Spring Lake Park was
created in 1890 when Washington Danenhower surveyed 76 acres,
formerly part of the Higgins farm, for a new subdivision near
Rockville. The plat noted approximately 465 building lots, an old
farmhouse, three springs, and the Higgins family cemetery.
Danenhower hoped that this area would appeal to commuters travelling
the new B&O railroad line to jobs in Washington, D.C.
While Spring Lake Park
did not develop into the Victorian neighborhood Danenhower
envisioned, by the 1920s many modest cottages and bungalows had been
constructed. Surviving the Great Depression, fathers in Spring
Lake Park worked as plumbers, carpenters, electricians, landscapers,
postal workers, or government workers. Mothers stayed at home.
Residents shopped at a little general store at Halpine and attended
church nearby.The children trudged a mile down the tracks to attend
Montrose School on Randolph Road. In summer, they played baseball
on a vacant lot and hiked through the woods to swim in Rock Creek.

**Stated exercise a:**
Answer these questions about the Spring Lake Park history:
(i) How many acres did Washington Danenhower survey in 1890?
(ii) Which school did the children attend, and on what road was it?
(iii) Where did the children go to swim in summer?
The Spring Lake Park history has no connection to the records that follow it.

**Data listing:**
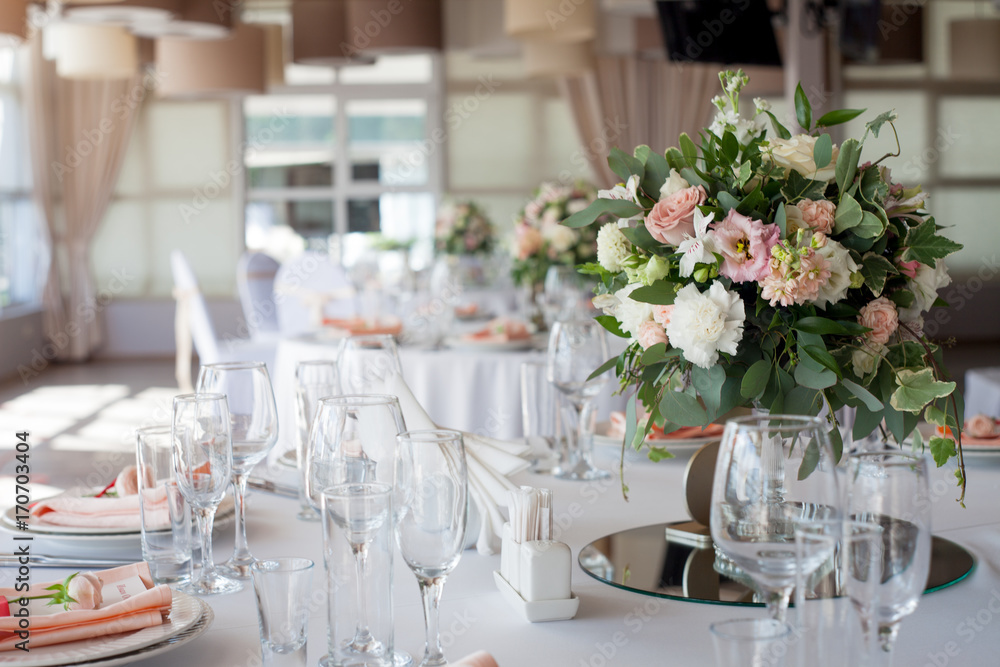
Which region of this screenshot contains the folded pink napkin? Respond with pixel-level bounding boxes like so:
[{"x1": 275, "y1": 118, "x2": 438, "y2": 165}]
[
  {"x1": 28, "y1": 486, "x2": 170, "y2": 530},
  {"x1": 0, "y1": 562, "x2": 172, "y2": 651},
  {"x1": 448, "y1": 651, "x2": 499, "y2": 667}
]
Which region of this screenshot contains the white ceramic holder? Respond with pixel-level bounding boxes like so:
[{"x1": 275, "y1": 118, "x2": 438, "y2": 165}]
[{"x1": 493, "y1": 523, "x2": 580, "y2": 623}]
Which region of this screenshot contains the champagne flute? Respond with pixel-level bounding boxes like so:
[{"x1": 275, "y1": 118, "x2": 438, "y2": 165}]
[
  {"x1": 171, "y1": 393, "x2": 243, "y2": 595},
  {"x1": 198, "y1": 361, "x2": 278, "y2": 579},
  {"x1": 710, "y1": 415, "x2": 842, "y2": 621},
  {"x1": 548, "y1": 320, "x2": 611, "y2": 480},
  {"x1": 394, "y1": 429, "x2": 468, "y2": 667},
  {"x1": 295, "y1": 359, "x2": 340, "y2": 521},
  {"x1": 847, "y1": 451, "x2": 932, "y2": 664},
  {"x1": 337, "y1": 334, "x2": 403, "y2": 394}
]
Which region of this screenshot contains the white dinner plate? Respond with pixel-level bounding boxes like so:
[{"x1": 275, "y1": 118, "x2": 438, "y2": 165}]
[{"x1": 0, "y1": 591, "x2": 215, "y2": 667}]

--

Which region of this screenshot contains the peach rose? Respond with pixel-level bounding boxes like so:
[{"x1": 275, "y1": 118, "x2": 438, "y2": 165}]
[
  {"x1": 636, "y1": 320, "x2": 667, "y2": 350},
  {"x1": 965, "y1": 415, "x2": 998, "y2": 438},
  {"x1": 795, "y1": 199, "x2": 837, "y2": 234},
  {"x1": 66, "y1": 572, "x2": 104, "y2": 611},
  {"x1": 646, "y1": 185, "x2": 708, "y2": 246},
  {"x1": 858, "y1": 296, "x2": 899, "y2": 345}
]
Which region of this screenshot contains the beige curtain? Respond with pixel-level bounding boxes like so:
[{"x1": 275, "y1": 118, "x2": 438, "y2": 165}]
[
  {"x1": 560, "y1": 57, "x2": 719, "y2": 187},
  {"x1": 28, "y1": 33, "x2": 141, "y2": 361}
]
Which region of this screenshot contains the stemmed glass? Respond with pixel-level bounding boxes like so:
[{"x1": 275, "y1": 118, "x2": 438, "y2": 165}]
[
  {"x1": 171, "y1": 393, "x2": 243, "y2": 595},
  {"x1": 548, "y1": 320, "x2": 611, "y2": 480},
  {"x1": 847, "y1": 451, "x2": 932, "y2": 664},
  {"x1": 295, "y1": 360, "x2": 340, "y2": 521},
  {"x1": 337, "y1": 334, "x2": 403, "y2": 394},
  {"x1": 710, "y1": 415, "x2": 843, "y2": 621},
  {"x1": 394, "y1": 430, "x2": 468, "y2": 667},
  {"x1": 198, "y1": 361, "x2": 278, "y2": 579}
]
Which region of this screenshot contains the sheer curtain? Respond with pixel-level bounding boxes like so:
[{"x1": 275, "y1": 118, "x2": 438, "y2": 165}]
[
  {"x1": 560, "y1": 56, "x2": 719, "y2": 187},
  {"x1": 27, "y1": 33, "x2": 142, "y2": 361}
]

==

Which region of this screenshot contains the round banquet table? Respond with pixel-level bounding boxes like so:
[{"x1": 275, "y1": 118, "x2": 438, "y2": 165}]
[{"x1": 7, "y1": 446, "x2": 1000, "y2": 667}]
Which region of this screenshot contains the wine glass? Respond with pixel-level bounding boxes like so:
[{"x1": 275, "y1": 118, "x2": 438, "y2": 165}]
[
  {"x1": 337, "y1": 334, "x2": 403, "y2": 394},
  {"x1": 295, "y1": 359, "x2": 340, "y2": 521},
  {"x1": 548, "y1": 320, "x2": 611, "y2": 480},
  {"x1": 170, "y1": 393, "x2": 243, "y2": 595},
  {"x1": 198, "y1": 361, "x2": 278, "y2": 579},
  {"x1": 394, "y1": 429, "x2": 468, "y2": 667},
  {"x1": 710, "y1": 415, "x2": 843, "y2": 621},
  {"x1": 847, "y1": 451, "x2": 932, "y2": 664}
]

**Stated exercise b:**
Locate every line in the records that contains the word "white", and copy each of those lines.

**Exercise response a:**
(i) 76 acres
(ii) Montrose School, on Randolph Road
(iii) Rock Creek

**Exercise response b:**
Which region of this screenshot contains the white ceramic holder? Respond with pixel-level bounding boxes like so:
Which region of this screenshot contains the white dinner plate? Respond with pixel-level bounding boxes like so:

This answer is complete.